# START OF QUOTED PASSAGE

Takuzosunga Vanoita maCampaign Anoshoropodza Government Mnangagwa Declares
President Emmerson Mnangagwa’s under-fire administration has resolved to legislate a code of conduct for all political parties and to criminalise campaigning against “one’s own country.”
The promulgation of this move by government comes at a time when a campaign trending on social media, #ZimbabweanLivesMatter is forcing advocacy networks, celebrities and politicians in Zimbabwe, South Africa and across the world to take the information on rights abuses in Zimbabwe and mount pressure on Mnangagwa’s government to act.
Speaking at a post cabinet briefing on Wednesday, Minister Sithembiso Nyoni said Vice President Kembo Mohadi, as Chairman of the Cabinet Committee on National Peace and Reconciliation, presented recommendations from the 2018 And 2019 annual recommendations of the commission.
She said a legislation and a code of conduct would be put in place to regulate the operations and conduct of all political parties in Zimbabwe.
“Honourable Vice President K.C.D. Mohadi, as Chairman of the Cabinet Committee on National Peace and Reconciliation, presented Recommendations from the 2018 And 2019 Annual Reports of the National Peace and Reconciliation Commission, which were adopted by Cabinet.

# END OF QUOTED PASSAGE

§ TASK TO COMPLETE
Can you reproduce the report on Zimbabwe's political code of conduct word for word, beginning at the words "Speaking at a" and stopping after "of the commission."? The listing has no connection to the report on Zimbabwe's political code of conduct.

# START OF MATERIAL

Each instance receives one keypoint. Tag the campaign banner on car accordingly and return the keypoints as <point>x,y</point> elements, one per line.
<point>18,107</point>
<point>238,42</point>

# END OF MATERIAL

§ RESULT
Speaking at a post cabinet briefing on Wednesday, Minister Sithembiso Nyoni said Vice President Kembo Mohadi, as Chairman of the Cabinet Committee on National Peace and Reconciliation, presented recommendations from the 2018 And 2019 annual recommendations of the commission.